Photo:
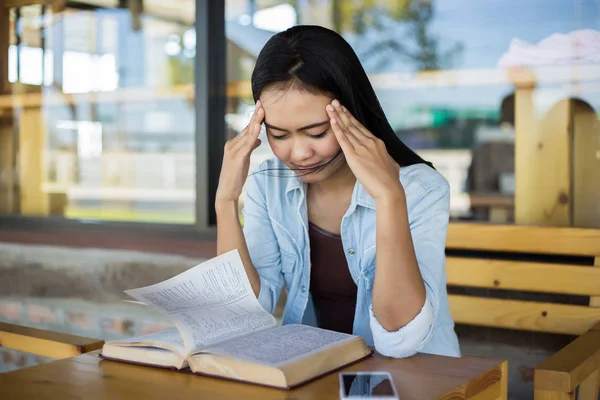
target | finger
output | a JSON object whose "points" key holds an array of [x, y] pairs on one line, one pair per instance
{"points": [[251, 137], [357, 124], [342, 129], [341, 137], [345, 121]]}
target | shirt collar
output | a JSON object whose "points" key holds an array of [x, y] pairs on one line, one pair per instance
{"points": [[360, 196]]}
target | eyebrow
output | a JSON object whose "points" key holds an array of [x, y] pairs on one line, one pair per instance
{"points": [[301, 129]]}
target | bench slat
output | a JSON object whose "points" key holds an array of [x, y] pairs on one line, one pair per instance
{"points": [[523, 315], [568, 368], [524, 276], [45, 343], [524, 239]]}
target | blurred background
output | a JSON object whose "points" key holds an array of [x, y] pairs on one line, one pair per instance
{"points": [[113, 114]]}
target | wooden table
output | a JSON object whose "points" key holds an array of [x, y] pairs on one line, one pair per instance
{"points": [[89, 377]]}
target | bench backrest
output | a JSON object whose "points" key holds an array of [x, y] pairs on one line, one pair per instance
{"points": [[524, 259]]}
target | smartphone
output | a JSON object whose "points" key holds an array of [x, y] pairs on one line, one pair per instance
{"points": [[367, 385]]}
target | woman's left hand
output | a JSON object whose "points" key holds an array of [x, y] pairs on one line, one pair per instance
{"points": [[366, 154]]}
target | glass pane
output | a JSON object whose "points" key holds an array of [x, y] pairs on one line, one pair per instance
{"points": [[107, 125], [458, 94]]}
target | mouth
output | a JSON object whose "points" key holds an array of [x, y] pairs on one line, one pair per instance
{"points": [[307, 168]]}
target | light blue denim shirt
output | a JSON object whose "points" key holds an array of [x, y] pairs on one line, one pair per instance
{"points": [[276, 232]]}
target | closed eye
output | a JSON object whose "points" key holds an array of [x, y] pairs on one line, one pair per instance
{"points": [[276, 137], [320, 135]]}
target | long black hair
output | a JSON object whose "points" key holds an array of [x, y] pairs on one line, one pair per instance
{"points": [[319, 60]]}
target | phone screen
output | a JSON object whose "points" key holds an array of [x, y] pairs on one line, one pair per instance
{"points": [[367, 385]]}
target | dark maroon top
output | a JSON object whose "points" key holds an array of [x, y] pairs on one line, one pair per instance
{"points": [[332, 288]]}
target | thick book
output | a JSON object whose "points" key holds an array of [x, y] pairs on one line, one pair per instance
{"points": [[222, 330]]}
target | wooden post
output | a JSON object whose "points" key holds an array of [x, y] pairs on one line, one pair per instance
{"points": [[32, 134], [586, 166], [588, 389], [595, 300], [4, 42], [542, 162]]}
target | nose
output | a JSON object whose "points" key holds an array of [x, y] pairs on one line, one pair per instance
{"points": [[301, 150]]}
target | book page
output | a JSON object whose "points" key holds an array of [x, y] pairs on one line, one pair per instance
{"points": [[210, 302], [169, 338], [279, 346]]}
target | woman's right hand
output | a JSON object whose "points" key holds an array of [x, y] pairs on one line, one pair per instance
{"points": [[236, 159]]}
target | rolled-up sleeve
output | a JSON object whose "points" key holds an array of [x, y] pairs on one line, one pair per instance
{"points": [[262, 243], [428, 226]]}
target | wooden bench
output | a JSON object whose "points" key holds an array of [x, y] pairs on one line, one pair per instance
{"points": [[527, 259], [575, 366], [45, 343]]}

········

Rewrite the lines from the one containing "target | wooden post" through the last line, requests included. Multiply every x and y coordinate in the answers by 0.2 and round each result to a whole number, with halves rounded up.

target | wooden post
output | a JSON object whose "points" key holds an array of [x, y] pairs on one line, one pair per instance
{"points": [[6, 27], [117, 33], [118, 78], [119, 60], [1, 8], [108, 32]]}
target | nose
output | a JSON object whose "points" key holds an array of [x, y] pairs on one line, one pair per instance
{"points": [[60, 30]]}
target | book page
output | a JSON object whose "points" key holds an array of [x, y] pairs on one line, one pair per instance
{"points": [[42, 60], [34, 68], [56, 69]]}
target | woman's right hand
output | a JSON object whose "points" key holds an array of [x, y] pairs on one line, one pair per instance
{"points": [[47, 32]]}
target | rolled-up sleeve
output | a JSON object whose "points" key holds an array of [x, y] pairs on one line, one pair per instance
{"points": [[52, 49], [86, 45]]}
target | wooden bench
output | a JSON object whose "points" key holds an array of [x, y] pairs on one line, one pair per instance
{"points": [[105, 52], [115, 73], [9, 69]]}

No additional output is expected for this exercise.